-- Begin --
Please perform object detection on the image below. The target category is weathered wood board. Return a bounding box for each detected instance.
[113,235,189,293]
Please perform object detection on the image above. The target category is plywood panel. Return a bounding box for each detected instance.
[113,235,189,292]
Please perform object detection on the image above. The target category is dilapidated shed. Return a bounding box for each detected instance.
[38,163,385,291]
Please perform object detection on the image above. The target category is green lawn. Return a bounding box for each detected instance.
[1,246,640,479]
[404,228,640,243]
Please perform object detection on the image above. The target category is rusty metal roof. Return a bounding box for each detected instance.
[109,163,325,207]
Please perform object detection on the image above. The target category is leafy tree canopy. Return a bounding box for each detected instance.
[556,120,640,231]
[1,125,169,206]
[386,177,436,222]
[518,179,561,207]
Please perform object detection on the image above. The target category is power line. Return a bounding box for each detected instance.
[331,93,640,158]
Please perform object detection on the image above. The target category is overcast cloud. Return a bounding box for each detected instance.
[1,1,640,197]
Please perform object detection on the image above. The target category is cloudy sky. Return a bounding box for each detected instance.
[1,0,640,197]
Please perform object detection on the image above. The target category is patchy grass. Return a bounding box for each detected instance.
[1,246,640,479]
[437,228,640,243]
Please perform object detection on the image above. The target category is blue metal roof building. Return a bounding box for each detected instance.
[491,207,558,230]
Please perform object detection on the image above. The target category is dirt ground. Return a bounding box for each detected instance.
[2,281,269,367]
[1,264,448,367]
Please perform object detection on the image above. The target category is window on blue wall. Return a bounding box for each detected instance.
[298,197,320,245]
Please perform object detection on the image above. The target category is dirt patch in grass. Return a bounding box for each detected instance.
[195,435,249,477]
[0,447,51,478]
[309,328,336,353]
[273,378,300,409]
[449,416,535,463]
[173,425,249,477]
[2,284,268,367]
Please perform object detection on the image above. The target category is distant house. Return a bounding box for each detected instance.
-- End --
- [Exercise]: Convert every line of the items above into a JSON list of strings, one string per line, leaving out blank lines.

- [In response]:
[
  "Please perform object detection on the image below. The target category is weathered wood board. Return a bounding box for each detected instance.",
  "[113,235,189,293]",
  "Please perform object detection on the image above. The target category is plywood panel. Return a bounding box for each detected instance.",
  "[113,235,189,292]",
  "Please perform object detection on the image above. The target category is dilapidated shed. Return a bounding box for each detected instance.",
  "[38,163,385,291]",
  "Please perform object detection on the image above. The target category is green lawn. Return a bounding box for each detected instance.",
  "[1,246,640,479]",
  "[404,228,640,243]",
  "Please perform object detection on the image above. The target category is rusty metal roof. Return a bounding box for each detected instance.",
  "[109,163,325,207]",
  "Please perform object detection on the image above. The target category is leafy tree canopy. Return a bounding box for each detected instance.",
  "[556,120,640,231]",
  "[1,125,169,206]",
  "[386,177,436,222]",
  "[518,179,561,207]",
  "Please perform object detection on the image above. The target category is power line. Return a bounding box for each detected instance.",
  "[331,93,640,158]",
  "Please perform object detection on the image above. The target category is overcast cloud. Return a bounding box for each detected instance.",
  "[1,1,640,197]",
  "Please perform object detection on the image above. The target category is cloudy sky. Return a bounding box for each detected instance.",
  "[1,0,640,197]",
  "Please perform object detection on the image above. The target category is patchy grass. Return a bounding box for each detected instance.",
  "[1,246,640,479]",
  "[437,228,640,243]",
  "Please perform object detection on the image above. The target category is blue metal roof building. Return a bounding box for each detected instance.",
  "[491,207,558,230]",
  "Please perform object detection on the image above. The target category is dirt ground. Return a bounding box for each detected instance.",
  "[2,281,269,367]",
  "[1,264,448,367]",
  "Please perform object detection on the image above. The target category is window on blue wall. Return a bounding box for each detected instance.",
  "[298,197,320,245]",
  "Please perform object detection on the image above. The target category is dirt patch in grass. Return a bounding box for each detected instance.",
  "[195,435,249,477]",
  "[0,447,51,478]",
  "[309,328,336,353]",
  "[273,378,300,409]",
  "[449,416,535,463]",
  "[173,425,249,477]",
  "[2,284,268,367]",
  "Please perform object detection on the image above. The target category is distant house. Return a bounding box for each detected instance."
]